━━━ Reading text ━━━
Session Information
22 SES 08 D, Access to and drop-out of academia
Paper Session
Contribution
The aim of the paper is to understand how upper secondary school leaders in Iceland experience and react to the influences of tertiary education when considering and implementing change. In particular, with regard to subject content and hierarchy, it is of interest to investigate to what extent school leaders in Icelandic upper secondary education find themselves operating within an institution (as formally defined) or an organisation (as formally defined).
When examining change in schools the theoretical notions of both organisations and institutions are important. These two concepts are used interchangeably in colloquial language, and often at the same level, e.g. when it comes to schools and other public entities.
In this study the term organisation is understood as a unit that is designed around a particular task (Ball, 1987; Scott, 2014). When it comes to the term institution, the denotation is more varying. Waks (2007) states that institutions form the background of organisations, and Scott (2014) views institutions as having jurisdiction over organisations. According to both authors, institutions are somehow in the background of organisations, and in that way, they control what happens within organisations.
Other scholars, bringing Selznick’s (1957) work to life (see also Kraatz, 2009; Raffaelli & Glynn, 2015) add a useful aspect to the conceptualisations of Scott (2014) and Waks (2007) with respect to change. They describe how organisations can, for example, change into institutions over time through the processes of institutionalisation (Ansell et al., 2015; Scott, 2014), and how institutional caracteristics are loosened through the processes of deinstitutionalisation (Scott, 2014).
Institutions are created by actors with vested interest, that monitor and resist intended change (Scott, 2012). Universities are among of the actors with vestured interest when it comes to upper secondary education as s exercise control over lower school levels through many social structures, such as academic disciplines (Deng, 2013; Jónasson 2016; Lambert, 2014), formal education and professional development (Fullan, 2007; Horn & Little, 2010). Jónasson (2016) for example highlights how universities generally act as gatekeepers to lower school levels through entrance tests, admission requirements, and teacher education. Similarly, Deng (2013) argues that academic disciplines from the university level are either continuous, discontinuous, or different, but always relate to part of school subjects. The most relevant for this thesis is the academic disciplines at the university level and how they define and outline subjects at the lower school levels. The knowledge incorporated in an academic discipline is transmitted in order to develop the intellectual capacity of the learner to maintain and reproduce the academic culture. The main purpose, according to Deng (2013), is to attract learners into the academic community by studying the same methods as the academic experts. While doing so, other important aspects of schooling are left out, such as practical, technical, tacit, local, and community competences. Furthermore, the learners’ attitudes, interests, and emotions, as well as economic, social, and political needs and development in education are generally neglected. Similarly, Lambert (2014) describes the relationship with university disciplines where the subject knowledge is usually produced. He notes how subjects deliver boundaries and identities to teachers and give them a collective resource, i.e., through subject associations. Therefore, the universities play an important role in constructing knowledge. This relationship of academic subjects to practice within upper secondary schools may be relevant in understanding how they develop or can be changed.
━━━ Material for this exercise ━━━
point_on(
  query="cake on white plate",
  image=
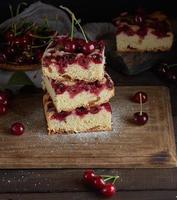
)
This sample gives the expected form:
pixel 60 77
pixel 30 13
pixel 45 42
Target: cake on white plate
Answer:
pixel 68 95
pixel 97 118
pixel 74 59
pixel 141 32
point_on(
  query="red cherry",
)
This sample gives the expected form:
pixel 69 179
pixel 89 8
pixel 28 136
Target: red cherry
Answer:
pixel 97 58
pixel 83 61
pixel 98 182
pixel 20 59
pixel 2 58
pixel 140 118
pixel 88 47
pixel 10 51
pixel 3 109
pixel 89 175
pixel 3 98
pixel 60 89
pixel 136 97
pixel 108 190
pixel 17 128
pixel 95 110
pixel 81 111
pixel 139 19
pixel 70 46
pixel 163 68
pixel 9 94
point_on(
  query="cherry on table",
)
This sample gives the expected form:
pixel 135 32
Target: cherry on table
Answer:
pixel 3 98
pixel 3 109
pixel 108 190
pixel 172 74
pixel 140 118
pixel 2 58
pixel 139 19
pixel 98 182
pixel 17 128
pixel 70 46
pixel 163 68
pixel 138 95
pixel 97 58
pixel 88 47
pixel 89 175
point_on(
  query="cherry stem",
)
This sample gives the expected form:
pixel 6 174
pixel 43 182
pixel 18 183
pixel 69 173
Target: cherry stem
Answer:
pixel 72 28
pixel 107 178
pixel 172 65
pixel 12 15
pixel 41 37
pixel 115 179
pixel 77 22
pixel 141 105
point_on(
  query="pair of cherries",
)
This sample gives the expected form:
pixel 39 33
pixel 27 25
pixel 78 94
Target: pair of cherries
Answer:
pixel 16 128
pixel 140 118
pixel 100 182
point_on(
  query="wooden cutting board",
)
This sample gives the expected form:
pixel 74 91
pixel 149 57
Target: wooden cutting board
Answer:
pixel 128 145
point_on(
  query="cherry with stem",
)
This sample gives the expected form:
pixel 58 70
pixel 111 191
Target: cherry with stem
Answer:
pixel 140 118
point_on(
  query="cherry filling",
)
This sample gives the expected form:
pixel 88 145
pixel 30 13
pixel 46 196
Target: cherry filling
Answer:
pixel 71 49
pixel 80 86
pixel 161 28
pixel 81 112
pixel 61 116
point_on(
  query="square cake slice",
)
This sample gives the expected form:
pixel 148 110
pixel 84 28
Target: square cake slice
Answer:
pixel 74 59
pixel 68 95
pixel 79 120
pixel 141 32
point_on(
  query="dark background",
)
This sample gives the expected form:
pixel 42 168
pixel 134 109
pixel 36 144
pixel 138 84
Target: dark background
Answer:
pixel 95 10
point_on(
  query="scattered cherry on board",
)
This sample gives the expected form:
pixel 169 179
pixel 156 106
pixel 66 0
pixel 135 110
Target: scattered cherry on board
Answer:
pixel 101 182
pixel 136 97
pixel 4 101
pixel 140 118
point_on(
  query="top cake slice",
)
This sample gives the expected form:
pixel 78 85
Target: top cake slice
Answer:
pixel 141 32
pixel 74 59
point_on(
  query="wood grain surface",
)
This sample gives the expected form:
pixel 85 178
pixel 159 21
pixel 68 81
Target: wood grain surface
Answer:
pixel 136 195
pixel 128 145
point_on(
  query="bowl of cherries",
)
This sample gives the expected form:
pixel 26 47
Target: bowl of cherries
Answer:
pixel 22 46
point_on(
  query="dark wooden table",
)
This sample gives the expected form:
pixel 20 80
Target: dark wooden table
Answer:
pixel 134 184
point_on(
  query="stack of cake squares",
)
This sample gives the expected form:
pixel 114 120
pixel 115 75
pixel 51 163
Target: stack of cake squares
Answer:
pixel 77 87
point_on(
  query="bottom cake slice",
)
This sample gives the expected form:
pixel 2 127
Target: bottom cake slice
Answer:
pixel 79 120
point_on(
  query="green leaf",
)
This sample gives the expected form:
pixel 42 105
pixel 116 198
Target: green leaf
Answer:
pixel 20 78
━━━
Challenges:
1 > Answer these from the paper summary above the records:
(a) In which country do the upper secondary school leaders under study work?
(b) According to Jónasson (2016), through what three things do universities act as gatekeepers to lower school levels?
(c) What example does Lambert (2014) give of the collective resource that subjects give teachers?
2 > Copy the records word for word, from the start of the records through the line containing "pixel 141 105". Leave the pictures out.

Answers to the exercises:
1 >
(a) Iceland.
(b) Entrance tests, admission requirements, and teacher education.
(c) Subject associations.

2 >
point_on(
  query="cake on white plate",
  image=
)
This sample gives the expected form:
pixel 60 77
pixel 30 13
pixel 45 42
Target: cake on white plate
Answer:
pixel 68 95
pixel 97 118
pixel 74 59
pixel 141 32
point_on(
  query="red cherry",
)
This sample gives the expected form:
pixel 69 179
pixel 89 8
pixel 28 136
Target: red cherry
Answer:
pixel 97 58
pixel 83 61
pixel 98 182
pixel 20 59
pixel 2 58
pixel 140 118
pixel 88 47
pixel 10 51
pixel 3 109
pixel 89 175
pixel 3 98
pixel 60 89
pixel 136 97
pixel 108 190
pixel 17 128
pixel 95 110
pixel 81 111
pixel 139 19
pixel 70 46
pixel 163 68
pixel 9 94
point_on(
  query="cherry on table",
)
This sample gives the expected form:
pixel 135 32
Target: cherry on table
Answer:
pixel 3 98
pixel 3 109
pixel 108 190
pixel 172 74
pixel 140 118
pixel 2 58
pixel 139 19
pixel 98 182
pixel 17 128
pixel 70 46
pixel 163 68
pixel 138 95
pixel 97 58
pixel 88 47
pixel 89 175
point_on(
  query="cherry stem",
)
This sample gives the expected form:
pixel 6 174
pixel 43 182
pixel 18 183
pixel 69 173
Target: cherry stem
Answer:
pixel 72 28
pixel 107 178
pixel 172 65
pixel 12 15
pixel 41 37
pixel 115 179
pixel 77 22
pixel 141 105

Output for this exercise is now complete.